[Tus tareas]
[a] Transcribe sin cambios el pasaje del texto sobre la obra de Vlady que empieza con las palabras que contienen "Tampoco es fácil" y termina con "de la marxista.".
[b] Prosigue el texto sobre la obra del pintor Vlady a partir de su última oración.

[Fragmento para leer]
※ ※ ※
Tampoco es fácil clasificarlo. Su obra más importante, el conjunto muralístico Las revoluciones y los elementos (1973-1982) de la Biblioteca Miguel Lerdo de Tejada (Centro Histórico de la Ciudad de México) lo coloca, sin lugar a duda, en la tradición muralista. Un muralismo, claro está, muy distinto al de los tres grandes. En más de 2,000 metros que incluyen la nave central, la Capilla Freudiana, el coro y el sotocoro de la Biblioteca, Vlady plasma una visión trágica de las revoluciones sociales, artísticas, religiosas y psicoanalíticas de la modernidad, muy alejada de la estética realista y, más aún, de la marxista.
Y sin embargo, detrás del aparente desorden que abruma al visitante encontramos un diseño histórico absolutamente racional que debe más a la física de Vladimir Vernadsky que al arte mágico de André Breton. Además, junto a diálogos persistentes con las mitologías clásica, mesoamericana y rusa, está la reivindicación de la libertad, de la disidencia y la potencia creativa del individuo contra todas las tiranías.
Una de las peculiaridades de la obra, que le otorga una innegable originalidad, es la técnica, ya que una parte del mural está pintada al fresco, como en la tradición del 400 italiano, y la otra en lienzos al temple y óleo, al estilo de Giorgione y los maestros venecianos del 500 que admiró en su juventud. A esta mezcla atrevida y ciertamente única en México, el crítico de arte Leonardo da Jandra le llama “muralismo total”.
¿Qué otras obras de Vlady recordar en este año de 2020, cuando celebramos el centenario del pintor y los quince años de su fallecimiento? Escoger no es fácil, pues el acervo que dejó incluye miles de obras, alrededor de 4,500. Yo mencionaría el mural El despertar de las revoluciones, en el Palacio Nacional, Managua, Nicaragua (1986-1987). Entre las pinturas al temple y óleo me parecen imprescindibles: El subyacente (1960-1961), Meninas caribeñas (1979), Tríptico Trotskiano (1967-1981), Xerxes (1972-1985), Zapata (1995), Tatic (1998), Luces y tinieblas (1994), El uno no camina sin el otro (1994), Violencias fraternas, 1994 y Descendimiento y ascensión (1994-1999). Los últimos cuatro conforman un ciclo que pintó para su exhibición en Bucareli, pero censurado en tiempos de Zedillo (actualmente se encuentran en el Archivo General de la Nación). Otra parte del acervo vladiano —1,003 obras que incluyen 318 cuadernos <https://cuadernosvlady.uacm.edu.mx>, una buena selección de óleos, la colección casi completa de los grabados, más acuarelas, bocetos y dibujos juveniles— se encuentra resguardada en el Centro Vlady de la Universidad Autónoma de la Ciudad de México.
※ ※ ※
[Material proporcionado]
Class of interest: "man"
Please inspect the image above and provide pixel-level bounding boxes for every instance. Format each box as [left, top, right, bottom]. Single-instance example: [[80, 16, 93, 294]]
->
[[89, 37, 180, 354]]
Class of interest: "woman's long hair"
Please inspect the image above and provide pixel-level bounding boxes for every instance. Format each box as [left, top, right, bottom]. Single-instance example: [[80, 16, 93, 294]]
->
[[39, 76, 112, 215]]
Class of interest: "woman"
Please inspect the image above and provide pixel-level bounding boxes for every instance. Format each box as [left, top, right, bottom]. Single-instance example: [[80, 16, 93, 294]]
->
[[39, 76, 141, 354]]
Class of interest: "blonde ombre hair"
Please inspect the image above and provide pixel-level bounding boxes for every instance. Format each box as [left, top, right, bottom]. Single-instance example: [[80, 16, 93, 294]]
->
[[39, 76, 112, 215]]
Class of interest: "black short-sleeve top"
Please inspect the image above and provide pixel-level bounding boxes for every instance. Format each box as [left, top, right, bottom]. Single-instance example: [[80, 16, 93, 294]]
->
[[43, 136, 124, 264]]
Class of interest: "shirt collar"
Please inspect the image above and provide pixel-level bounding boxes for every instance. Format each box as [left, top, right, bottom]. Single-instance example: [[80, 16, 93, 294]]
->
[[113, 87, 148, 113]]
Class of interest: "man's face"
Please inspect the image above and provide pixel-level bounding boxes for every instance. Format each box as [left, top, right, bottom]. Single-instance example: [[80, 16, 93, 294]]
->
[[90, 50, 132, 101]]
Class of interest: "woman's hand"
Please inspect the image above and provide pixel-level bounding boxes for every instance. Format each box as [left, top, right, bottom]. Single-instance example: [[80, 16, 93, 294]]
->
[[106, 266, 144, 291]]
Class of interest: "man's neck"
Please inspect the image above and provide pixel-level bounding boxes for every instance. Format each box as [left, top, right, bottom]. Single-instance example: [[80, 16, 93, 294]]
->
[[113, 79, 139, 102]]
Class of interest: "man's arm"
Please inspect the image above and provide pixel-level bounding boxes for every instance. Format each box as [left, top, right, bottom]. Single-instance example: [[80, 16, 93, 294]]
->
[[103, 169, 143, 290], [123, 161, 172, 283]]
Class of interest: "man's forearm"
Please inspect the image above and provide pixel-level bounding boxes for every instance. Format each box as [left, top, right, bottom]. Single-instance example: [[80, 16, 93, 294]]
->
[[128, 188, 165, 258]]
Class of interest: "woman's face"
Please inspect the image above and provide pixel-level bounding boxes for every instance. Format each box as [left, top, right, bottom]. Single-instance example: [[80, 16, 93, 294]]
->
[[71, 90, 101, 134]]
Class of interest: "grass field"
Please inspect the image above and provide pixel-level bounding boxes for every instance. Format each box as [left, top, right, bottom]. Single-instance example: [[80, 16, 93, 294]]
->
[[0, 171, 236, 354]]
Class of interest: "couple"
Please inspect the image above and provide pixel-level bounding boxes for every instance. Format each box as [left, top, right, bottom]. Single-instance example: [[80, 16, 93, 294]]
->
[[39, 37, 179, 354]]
※ ※ ※
[Respuestas por tarea]
[a]
Tampoco es fácil clasificarlo. Su obra más importante, el conjunto muralístico Las revoluciones y los elementos (1973-1982) de la Biblioteca Miguel Lerdo de Tejada (Centro Histórico de la Ciudad de México) lo coloca, sin lugar a duda, en la tradición muralista. Un muralismo, claro está, muy distinto al de los tres grandes. En más de 2,000 metros que incluyen la nave central, la Capilla Freudiana, el coro y el sotocoro de la Biblioteca, Vlady plasma una visión trágica de las revoluciones sociales, artísticas, religiosas y psicoanalíticas de la modernidad, muy alejada de la estética realista y, más aún, de la marxista.

[b]
Vlady falleció el 21 de julio de 2005 en su casa de Cuernavaca. En este año de 2020, cuando se celebra el centenario del pintor, el Centro Vlady prepara la magna exposición Vlady 100 años. Revolución y disidencia, en el Antiguo Colegio de San Ildefonso, con la colaboración del INBAL, la Biblioteca Miguel Lerdo de Tejada, el AGN, el Cenidiap y la UNAM. Además de grandes lienzos ya conocidos, se presentan facetas inéditas de la obra del pintor ruso-mexicano. A partir de cuadernos, bocetos y dibujos, se despliega el trabajo introspectivo que lo llevó a forjar una obra plena de alegorías y símbolos que requieren descifrarse. La cita, si la pandemia nos lo permite, es para el 2 de diciembre. No lo olviden.
Claudio Albertani es el responsable del Centro Vlady de la Universidad Autónoma de la Ciudad de México.